> _Source extract_:

A Matter of Trust

3 months ago
1

Last year, a video of mine went viral.

I now have two "Know your meme" pages because of it.

A couple news articles were written about me, and at one point, I got a DM from a reporter: "Hey, do you have time to answer a couple questions?"

I responded in the positive, "Sure."

I never heard from her again.

"Surprisingly" enough, she still wrote an article about me, and at the bottom of it, was the line, "We reached out to Mr. Timmel for comment."

And I found that fascinating.

Because they had reached out to me, and I responded, and my response was ignored.

The writer/publication had absolutely zero intention of talking to me, they just wanted to cover their tracks. By dropping "we reached out to Mr. Timmel for comment," they could write whatever they wanted, while pretending I was the neglectful party.

The statement gave their article weight, and authority.

Last week, I started reading Character Limit, the book about Elon Musk buying Twitter, the other day.

Because I'm dumb, I was about halfway through before realizing, "Hey, wait... wasn't Peite involved with this, even if tangentially?"

Peite, being Peiter Zatko, aka Mudge.

> _Entries shown_:
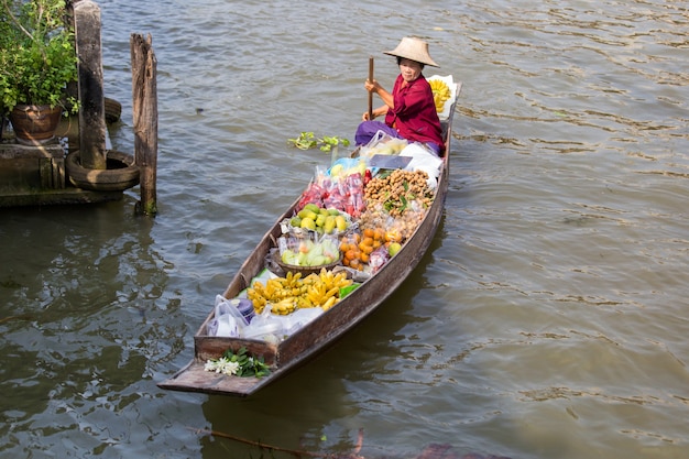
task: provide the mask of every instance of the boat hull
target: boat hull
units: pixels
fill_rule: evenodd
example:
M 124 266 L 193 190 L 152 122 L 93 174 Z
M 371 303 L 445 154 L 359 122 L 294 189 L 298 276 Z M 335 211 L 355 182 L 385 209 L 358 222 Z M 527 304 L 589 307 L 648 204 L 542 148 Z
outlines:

> _Set of tasks_:
**A)** List each complete sentence the post puts in quotation marks as something a person said, wrote, or thought, giving each only once.
**B)** Write out the passage of the post starting at "I now have two" and ending at "I found that fascinating.".
Rely only on the post itself.

> _Answers per task_:
**A)**
- "Hey, do you have time to answer a couple questions?"
- "Sure."
- "We reached out to Mr. Timmel for comment."
- "Hey, wait... wasn't Peite involved with this, even if tangentially?"

**B)**
I now have two "Know your meme" pages because of it.

A couple news articles were written about me, and at one point, I got a DM from a reporter: "Hey, do you have time to answer a couple questions?"

I responded in the positive, "Sure."

I never heard from her again.

"Surprisingly" enough, she still wrote an article about me, and at the bottom of it, was the line, "We reached out to Mr. Timmel for comment."

And I found that fascinating.